# Set task
Which lines of the material below contain the word "wheel"? Return each of those lines in full.

___ Records to use

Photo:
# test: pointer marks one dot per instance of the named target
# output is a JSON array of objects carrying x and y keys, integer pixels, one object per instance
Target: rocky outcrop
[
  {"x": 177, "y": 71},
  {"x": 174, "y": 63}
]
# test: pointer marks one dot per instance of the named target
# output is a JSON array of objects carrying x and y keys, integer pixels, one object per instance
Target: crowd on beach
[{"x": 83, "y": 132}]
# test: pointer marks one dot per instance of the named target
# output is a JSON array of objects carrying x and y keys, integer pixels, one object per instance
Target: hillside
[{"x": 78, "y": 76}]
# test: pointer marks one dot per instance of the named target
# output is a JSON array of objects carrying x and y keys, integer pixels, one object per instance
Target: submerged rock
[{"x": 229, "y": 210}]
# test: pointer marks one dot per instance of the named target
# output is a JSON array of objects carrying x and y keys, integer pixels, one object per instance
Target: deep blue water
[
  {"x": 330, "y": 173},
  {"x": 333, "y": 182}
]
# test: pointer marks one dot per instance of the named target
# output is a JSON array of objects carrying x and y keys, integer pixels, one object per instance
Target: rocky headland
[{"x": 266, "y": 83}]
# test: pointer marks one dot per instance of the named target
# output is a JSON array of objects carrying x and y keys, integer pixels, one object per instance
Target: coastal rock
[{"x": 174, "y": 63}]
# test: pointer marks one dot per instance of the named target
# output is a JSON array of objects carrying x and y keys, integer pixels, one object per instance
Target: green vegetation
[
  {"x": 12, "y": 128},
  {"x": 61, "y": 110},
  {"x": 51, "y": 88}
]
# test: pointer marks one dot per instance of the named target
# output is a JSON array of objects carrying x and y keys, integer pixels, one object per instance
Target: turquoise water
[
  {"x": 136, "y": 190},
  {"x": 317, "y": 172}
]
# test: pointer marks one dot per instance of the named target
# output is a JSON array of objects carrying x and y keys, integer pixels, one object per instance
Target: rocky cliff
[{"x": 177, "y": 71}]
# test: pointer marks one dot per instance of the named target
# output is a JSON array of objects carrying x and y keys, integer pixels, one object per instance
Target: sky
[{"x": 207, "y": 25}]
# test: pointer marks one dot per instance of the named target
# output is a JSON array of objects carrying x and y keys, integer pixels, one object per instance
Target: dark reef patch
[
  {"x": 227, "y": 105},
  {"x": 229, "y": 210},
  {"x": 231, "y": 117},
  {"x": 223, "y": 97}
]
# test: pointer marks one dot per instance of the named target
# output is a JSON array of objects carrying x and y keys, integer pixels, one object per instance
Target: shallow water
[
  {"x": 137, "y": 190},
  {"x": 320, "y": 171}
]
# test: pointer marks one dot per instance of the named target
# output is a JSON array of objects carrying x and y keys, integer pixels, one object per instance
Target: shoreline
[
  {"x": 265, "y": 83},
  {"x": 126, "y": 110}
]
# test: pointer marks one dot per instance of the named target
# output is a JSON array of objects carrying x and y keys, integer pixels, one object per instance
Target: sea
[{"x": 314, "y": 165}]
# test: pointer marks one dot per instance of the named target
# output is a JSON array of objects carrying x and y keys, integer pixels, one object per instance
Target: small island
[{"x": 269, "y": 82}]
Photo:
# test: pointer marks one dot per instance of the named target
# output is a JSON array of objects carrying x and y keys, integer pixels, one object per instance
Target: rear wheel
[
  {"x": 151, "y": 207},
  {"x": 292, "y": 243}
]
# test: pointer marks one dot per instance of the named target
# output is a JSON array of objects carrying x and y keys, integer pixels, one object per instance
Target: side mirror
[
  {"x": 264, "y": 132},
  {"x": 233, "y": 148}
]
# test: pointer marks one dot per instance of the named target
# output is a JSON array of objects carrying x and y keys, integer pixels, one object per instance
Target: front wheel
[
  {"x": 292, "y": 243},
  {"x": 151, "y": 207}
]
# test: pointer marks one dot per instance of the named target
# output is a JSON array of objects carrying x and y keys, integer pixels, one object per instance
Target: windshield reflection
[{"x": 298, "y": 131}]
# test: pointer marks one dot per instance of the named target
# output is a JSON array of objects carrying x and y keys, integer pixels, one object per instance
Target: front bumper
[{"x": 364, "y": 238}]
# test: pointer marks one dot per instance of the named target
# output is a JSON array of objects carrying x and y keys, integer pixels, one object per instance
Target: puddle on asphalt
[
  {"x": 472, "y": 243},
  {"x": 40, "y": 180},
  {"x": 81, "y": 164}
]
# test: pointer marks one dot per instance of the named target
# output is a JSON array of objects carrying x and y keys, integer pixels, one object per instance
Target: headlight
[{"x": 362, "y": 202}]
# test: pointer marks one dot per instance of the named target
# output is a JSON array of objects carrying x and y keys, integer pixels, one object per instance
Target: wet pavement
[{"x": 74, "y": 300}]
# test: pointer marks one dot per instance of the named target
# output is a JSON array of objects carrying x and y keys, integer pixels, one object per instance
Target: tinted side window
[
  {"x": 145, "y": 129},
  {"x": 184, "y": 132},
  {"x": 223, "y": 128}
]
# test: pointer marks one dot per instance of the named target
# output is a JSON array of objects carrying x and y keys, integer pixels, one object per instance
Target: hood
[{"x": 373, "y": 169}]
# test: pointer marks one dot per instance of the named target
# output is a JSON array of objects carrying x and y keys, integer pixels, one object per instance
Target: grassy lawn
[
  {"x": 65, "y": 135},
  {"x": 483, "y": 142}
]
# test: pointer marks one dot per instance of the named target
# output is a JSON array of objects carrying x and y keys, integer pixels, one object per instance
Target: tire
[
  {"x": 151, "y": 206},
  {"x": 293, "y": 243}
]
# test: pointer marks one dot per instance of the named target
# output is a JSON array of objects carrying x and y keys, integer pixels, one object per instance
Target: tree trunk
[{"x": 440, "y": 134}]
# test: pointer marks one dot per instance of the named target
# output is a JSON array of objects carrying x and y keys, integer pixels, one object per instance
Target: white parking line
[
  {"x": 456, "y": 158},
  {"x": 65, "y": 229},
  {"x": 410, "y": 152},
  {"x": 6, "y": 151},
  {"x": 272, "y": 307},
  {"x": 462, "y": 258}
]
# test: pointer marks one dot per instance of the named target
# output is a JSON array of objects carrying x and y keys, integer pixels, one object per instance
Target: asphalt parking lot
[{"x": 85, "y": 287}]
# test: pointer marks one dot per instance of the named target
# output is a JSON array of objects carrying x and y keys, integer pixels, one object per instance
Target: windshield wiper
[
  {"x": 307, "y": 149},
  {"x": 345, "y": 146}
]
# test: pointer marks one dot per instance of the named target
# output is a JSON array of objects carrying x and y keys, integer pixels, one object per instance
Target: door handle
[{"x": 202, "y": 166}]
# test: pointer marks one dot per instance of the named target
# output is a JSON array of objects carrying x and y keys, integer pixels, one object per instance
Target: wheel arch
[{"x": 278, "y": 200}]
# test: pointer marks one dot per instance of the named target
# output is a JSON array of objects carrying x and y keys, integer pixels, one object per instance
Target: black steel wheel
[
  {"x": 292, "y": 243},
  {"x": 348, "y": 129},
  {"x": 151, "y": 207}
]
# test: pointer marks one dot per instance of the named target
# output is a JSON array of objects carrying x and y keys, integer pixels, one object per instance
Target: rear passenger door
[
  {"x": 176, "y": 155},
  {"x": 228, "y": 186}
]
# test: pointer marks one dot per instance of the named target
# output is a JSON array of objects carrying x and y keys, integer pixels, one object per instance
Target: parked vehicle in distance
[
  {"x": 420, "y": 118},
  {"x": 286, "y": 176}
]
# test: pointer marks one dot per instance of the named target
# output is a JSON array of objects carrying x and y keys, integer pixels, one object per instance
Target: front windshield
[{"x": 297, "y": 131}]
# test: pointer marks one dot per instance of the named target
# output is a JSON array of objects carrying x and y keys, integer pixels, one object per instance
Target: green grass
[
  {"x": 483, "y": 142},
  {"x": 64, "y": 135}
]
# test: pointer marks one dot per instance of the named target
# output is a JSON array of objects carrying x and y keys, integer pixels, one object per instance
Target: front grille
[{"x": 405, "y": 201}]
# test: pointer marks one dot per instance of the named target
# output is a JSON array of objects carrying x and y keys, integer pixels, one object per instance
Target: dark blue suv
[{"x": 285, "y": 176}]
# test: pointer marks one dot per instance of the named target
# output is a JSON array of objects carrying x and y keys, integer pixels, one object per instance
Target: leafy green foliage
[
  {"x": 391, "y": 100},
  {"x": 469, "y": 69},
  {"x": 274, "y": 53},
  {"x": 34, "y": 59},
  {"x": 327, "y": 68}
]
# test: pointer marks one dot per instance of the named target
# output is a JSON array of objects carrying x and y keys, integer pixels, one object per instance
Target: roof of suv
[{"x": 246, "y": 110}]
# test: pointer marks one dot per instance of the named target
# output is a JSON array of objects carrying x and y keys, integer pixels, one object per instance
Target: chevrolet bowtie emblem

______

# Full solution
Target: rear wheel
Target: front wheel
Target: wheel arch
Target: black steel wheel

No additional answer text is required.